### PROBLEM
Quote the data below verbatim, omitting the picture.

### RECORDS FOR THIS EXERCISE
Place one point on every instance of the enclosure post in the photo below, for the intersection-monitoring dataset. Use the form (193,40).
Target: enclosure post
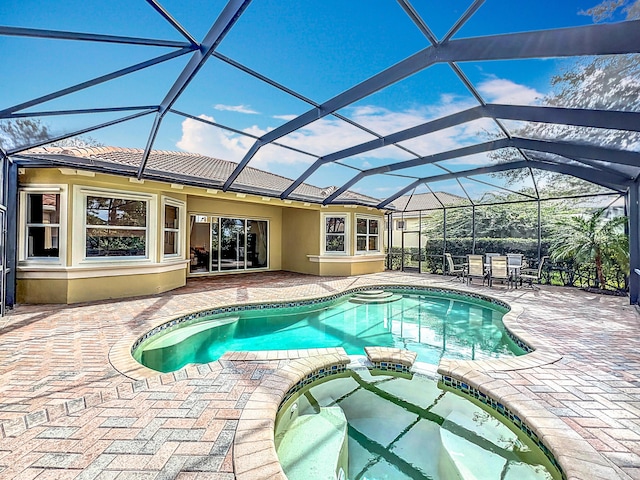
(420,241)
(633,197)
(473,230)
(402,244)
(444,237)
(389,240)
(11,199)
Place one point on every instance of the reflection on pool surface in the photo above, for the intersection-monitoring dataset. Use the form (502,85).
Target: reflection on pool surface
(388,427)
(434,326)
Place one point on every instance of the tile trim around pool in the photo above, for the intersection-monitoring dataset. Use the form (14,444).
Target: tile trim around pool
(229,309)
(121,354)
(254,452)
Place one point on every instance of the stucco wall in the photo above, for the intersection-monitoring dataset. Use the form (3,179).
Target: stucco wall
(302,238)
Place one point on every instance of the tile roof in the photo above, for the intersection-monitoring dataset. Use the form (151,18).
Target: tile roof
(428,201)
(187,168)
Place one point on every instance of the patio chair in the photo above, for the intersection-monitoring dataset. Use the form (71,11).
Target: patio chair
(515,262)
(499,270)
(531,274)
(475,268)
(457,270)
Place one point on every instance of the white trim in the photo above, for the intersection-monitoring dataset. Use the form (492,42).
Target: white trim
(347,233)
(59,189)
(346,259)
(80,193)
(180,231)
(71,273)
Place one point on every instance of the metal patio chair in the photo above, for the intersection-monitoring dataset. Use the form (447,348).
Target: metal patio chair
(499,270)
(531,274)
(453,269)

### TASK OUTPUT
Place one point on every instance of the enclosure post in the photo below, for the intersection-monitoring dataset. Use the form (193,40).
Target: enclosure post
(420,241)
(633,197)
(473,230)
(402,244)
(444,237)
(389,240)
(11,199)
Place one point on every instance of the reflection on pool surface in the photo above, for the intersection-monitoring dataset. Use the form (502,85).
Target: reflection on pool surface
(388,427)
(434,326)
Place one point on every instance of the tile trim around pool in the photo above, for the intersection-monitoring dataset. Use the form (14,444).
Target: tile trim around pool
(229,309)
(121,354)
(254,452)
Place one point on every instance of the stucco wall in the photo above, for the intersection-monitoring dataset. Use the form (3,179).
Target: stucco wall
(302,238)
Place one point on every instance of the tile roof in the photo above, for the intersection-monitoring dataset. Use the form (151,18).
Target: tile roof
(428,201)
(187,168)
Place one point on every instance of the patio chair in the photo above, for the intersection-monitoring dataset. Use the form (71,11).
Target: patio chair
(515,262)
(499,270)
(531,274)
(475,268)
(457,270)
Place one point on every instance of the white trim in the photo above, for the intersection-monitoring dataset. Use the form (492,42).
Target: white trim
(347,233)
(59,189)
(346,259)
(80,193)
(180,231)
(71,273)
Place one point on every instance of the metal patio chair in the photo above, for the intersection-monitoring dataset. Use the form (447,348).
Target: metal patio chair
(499,270)
(531,274)
(453,269)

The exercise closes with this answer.